BEGIN Given records

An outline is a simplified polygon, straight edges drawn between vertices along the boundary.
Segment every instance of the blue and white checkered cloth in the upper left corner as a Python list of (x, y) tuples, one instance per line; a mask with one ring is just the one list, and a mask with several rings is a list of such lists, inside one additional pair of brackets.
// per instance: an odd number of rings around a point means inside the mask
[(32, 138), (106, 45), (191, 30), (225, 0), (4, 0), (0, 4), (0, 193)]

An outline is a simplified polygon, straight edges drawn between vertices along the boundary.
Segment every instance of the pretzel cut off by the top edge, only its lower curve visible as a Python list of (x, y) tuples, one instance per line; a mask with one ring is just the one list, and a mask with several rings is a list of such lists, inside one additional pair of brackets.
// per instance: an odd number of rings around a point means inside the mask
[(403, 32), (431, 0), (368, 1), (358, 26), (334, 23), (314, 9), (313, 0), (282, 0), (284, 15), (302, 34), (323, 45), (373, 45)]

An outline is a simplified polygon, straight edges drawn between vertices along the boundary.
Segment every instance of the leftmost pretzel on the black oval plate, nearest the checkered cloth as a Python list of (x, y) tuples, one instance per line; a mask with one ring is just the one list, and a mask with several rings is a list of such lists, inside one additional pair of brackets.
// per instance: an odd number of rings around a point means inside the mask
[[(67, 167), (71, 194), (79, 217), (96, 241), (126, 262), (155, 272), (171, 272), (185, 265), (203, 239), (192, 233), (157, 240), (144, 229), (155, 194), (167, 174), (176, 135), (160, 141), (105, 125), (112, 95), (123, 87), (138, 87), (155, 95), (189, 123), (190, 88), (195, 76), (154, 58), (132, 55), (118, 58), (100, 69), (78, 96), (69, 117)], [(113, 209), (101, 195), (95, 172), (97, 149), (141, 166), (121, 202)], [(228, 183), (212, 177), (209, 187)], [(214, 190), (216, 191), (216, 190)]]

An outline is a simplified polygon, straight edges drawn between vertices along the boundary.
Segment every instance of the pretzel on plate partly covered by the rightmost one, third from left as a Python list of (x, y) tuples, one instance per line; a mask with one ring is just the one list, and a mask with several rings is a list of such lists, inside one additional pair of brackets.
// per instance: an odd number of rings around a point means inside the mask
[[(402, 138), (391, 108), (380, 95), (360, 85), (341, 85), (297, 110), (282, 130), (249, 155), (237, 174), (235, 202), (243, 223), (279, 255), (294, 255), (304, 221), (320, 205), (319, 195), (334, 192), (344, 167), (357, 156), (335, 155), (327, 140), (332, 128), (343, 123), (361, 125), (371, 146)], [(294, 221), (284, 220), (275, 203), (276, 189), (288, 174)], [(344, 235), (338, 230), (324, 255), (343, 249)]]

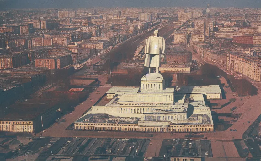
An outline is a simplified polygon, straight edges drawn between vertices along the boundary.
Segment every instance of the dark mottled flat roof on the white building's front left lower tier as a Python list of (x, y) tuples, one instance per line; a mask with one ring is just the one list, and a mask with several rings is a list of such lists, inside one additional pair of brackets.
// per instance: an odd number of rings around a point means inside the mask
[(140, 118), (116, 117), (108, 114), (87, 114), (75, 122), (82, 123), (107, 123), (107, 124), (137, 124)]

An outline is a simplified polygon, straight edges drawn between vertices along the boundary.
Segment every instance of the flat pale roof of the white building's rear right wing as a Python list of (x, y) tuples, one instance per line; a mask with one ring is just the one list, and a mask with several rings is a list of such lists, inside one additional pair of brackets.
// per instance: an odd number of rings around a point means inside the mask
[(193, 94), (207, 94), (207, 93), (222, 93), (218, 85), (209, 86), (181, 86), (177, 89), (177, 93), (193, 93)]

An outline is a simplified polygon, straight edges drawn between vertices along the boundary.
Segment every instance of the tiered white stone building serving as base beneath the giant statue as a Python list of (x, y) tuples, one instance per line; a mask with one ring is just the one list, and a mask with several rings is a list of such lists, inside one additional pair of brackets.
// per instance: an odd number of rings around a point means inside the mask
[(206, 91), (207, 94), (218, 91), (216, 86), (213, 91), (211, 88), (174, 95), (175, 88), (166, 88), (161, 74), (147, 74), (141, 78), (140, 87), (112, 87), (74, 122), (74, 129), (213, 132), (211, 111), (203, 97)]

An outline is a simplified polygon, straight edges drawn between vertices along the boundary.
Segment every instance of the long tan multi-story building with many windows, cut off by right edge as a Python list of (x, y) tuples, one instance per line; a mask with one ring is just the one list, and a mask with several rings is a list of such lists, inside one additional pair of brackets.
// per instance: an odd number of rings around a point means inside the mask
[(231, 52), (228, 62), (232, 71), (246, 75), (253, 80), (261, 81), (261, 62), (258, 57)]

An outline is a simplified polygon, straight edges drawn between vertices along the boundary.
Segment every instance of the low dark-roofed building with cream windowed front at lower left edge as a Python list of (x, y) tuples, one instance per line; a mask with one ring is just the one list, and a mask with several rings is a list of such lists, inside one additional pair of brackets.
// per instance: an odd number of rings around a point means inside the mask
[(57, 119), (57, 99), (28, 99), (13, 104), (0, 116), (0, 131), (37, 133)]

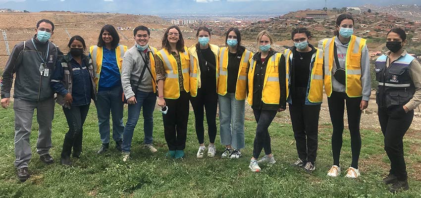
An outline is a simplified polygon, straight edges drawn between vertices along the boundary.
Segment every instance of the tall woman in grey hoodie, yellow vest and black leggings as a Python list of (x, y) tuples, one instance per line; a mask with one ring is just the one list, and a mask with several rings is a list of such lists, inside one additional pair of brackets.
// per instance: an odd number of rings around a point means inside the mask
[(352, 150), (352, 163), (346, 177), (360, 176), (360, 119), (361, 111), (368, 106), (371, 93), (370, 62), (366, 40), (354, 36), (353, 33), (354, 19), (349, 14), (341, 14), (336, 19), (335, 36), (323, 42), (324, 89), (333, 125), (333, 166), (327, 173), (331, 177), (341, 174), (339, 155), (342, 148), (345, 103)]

END Given records

▶ Task requirements: Extract, from the listing above, every line where the string "black" occurs.

▶ Output for this task:
Segment every instance of the leftmost pretzel on the black oval plate, nearest the checkered cloth as a Python list of (x, y) tuples, one instance per line; a mask with one ring is just the one list, and a mask with several rings is a list of such lists, inside one additional pair of brackets.
Segment every instance of the tall woman in grey hoodie, yellow vest and black leggings as a Python list of (x, y) tuples, one instance per line; a mask with one ring is just the one list, and a mask with several rings is a list of such lists, inside one additional pair of brackets.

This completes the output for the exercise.